#### [WORK INSTRUCTION]
How many lines in the records below contain the word "negative"? Give only the number.

#### [DATA SHOWN]
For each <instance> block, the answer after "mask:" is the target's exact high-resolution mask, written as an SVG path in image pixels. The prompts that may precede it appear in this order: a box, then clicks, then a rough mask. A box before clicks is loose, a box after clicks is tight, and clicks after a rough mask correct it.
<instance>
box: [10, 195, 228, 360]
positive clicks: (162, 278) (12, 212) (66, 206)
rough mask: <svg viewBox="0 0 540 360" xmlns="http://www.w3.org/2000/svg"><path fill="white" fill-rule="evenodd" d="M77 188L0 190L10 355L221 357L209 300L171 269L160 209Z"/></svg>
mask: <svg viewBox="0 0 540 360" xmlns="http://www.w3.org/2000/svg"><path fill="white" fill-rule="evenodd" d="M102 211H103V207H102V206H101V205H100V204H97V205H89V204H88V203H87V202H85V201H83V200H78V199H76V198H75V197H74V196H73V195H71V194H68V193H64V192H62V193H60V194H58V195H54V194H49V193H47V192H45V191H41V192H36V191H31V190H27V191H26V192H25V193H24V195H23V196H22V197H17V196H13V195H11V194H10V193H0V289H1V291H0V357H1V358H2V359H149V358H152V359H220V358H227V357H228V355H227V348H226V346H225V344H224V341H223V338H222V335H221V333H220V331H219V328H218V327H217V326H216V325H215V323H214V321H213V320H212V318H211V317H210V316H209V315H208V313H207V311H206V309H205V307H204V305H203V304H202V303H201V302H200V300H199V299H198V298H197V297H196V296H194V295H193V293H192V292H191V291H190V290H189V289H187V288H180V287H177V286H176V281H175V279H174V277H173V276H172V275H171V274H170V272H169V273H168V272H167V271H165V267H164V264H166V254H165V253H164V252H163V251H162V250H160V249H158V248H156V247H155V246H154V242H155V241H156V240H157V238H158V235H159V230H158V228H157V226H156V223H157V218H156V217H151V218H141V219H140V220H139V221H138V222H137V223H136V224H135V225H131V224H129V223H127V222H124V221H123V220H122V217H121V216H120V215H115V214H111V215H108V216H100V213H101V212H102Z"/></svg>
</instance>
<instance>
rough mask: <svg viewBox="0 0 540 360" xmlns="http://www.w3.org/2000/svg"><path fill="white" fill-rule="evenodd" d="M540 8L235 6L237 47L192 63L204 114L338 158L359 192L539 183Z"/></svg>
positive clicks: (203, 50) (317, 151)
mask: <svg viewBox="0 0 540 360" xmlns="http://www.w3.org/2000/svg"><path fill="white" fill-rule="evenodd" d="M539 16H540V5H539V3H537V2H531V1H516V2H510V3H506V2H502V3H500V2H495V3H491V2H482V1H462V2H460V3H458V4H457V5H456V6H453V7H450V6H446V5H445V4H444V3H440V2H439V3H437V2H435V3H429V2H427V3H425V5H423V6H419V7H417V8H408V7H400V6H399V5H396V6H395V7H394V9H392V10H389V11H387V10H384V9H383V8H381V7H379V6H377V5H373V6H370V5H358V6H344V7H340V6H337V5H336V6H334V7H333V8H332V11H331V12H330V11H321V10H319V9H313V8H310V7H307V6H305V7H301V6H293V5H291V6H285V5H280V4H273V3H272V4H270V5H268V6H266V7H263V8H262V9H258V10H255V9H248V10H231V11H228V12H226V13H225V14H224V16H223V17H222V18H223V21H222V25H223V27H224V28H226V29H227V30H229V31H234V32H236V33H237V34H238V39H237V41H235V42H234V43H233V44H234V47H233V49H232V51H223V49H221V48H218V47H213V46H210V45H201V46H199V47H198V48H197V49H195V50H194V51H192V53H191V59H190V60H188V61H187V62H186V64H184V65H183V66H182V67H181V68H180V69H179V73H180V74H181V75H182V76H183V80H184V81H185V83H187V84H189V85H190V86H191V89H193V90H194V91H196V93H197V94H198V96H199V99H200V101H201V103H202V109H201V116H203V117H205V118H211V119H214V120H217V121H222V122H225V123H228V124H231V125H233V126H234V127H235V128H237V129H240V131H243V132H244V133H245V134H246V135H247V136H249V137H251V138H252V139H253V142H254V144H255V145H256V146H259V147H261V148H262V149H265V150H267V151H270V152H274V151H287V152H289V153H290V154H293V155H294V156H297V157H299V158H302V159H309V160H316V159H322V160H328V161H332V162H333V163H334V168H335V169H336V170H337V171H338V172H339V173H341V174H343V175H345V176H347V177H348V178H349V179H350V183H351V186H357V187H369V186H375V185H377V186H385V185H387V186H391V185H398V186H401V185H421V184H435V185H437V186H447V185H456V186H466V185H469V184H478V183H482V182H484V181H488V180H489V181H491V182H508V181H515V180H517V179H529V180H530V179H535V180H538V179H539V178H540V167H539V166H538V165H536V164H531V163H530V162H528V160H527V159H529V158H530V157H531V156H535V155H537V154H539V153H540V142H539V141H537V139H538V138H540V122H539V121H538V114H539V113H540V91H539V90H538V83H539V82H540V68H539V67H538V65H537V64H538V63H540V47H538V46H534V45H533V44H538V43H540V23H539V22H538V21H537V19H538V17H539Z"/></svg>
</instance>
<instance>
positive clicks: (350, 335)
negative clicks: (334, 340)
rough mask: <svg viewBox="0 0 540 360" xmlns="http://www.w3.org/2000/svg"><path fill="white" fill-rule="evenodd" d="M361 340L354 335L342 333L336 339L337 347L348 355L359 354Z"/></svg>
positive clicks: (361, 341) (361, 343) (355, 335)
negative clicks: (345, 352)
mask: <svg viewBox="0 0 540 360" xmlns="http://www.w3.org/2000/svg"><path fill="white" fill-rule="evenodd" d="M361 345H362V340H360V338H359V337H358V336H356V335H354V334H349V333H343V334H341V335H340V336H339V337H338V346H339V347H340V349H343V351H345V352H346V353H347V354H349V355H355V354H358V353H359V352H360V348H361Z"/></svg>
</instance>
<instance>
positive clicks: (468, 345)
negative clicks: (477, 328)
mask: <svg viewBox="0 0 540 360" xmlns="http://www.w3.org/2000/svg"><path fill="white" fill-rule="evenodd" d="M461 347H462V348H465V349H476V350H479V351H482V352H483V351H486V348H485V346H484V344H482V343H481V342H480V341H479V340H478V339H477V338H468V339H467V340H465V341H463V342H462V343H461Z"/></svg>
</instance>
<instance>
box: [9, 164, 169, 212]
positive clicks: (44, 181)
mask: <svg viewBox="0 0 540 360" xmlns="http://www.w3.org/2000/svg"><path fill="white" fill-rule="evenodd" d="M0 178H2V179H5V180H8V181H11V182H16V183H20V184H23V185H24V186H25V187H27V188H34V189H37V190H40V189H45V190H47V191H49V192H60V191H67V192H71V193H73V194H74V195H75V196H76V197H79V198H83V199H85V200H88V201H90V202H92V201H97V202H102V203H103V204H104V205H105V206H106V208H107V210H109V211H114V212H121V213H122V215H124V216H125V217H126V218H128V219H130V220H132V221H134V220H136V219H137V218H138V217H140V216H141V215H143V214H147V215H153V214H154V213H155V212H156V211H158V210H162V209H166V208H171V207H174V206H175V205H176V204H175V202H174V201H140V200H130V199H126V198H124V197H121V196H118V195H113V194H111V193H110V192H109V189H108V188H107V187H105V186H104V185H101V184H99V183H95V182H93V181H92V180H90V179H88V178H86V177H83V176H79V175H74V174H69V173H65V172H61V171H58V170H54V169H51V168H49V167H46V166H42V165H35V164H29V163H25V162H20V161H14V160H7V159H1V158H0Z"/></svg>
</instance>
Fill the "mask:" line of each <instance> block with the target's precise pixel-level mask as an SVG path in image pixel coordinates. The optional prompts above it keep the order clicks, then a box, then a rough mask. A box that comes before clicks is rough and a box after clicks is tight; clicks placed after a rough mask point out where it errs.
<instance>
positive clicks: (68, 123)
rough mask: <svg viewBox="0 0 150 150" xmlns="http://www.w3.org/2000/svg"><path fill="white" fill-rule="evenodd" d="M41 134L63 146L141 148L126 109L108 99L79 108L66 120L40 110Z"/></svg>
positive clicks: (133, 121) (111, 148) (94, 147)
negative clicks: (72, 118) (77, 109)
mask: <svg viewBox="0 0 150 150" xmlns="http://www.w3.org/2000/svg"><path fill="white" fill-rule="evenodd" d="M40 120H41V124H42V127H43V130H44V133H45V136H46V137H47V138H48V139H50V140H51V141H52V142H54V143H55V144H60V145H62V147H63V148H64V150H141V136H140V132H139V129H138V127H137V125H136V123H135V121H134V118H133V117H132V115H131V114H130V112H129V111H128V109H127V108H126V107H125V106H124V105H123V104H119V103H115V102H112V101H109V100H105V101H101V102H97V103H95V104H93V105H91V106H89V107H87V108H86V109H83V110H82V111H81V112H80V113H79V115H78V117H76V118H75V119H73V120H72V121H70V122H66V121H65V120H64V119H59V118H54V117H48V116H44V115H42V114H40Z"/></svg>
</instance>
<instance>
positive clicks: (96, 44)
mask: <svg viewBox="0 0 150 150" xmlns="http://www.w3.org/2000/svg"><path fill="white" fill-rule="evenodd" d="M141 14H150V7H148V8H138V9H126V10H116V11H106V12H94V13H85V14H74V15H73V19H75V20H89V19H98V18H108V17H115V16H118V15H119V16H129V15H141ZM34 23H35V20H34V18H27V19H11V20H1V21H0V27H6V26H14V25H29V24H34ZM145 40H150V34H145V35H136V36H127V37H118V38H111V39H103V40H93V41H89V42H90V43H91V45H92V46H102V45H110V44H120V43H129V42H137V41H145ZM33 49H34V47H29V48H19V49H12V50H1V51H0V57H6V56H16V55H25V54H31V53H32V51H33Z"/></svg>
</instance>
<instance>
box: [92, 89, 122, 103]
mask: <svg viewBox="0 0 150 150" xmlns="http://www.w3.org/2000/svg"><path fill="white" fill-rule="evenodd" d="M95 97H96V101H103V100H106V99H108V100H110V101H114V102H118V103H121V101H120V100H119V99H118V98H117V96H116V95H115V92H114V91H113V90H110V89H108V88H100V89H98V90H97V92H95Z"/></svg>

--

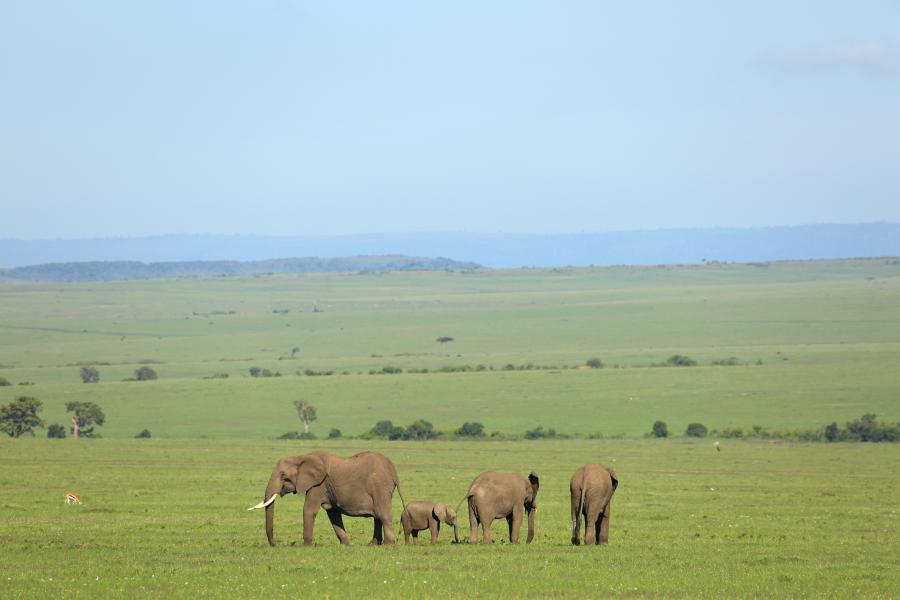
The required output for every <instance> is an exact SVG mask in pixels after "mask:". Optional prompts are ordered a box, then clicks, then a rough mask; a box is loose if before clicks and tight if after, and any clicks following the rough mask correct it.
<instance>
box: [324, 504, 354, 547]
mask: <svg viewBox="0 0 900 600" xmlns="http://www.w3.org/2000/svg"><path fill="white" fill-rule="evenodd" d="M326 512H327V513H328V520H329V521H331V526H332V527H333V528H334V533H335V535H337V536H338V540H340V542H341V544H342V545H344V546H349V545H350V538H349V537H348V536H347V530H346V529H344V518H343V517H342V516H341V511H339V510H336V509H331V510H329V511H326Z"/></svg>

#### [TASK SOLUTION]
4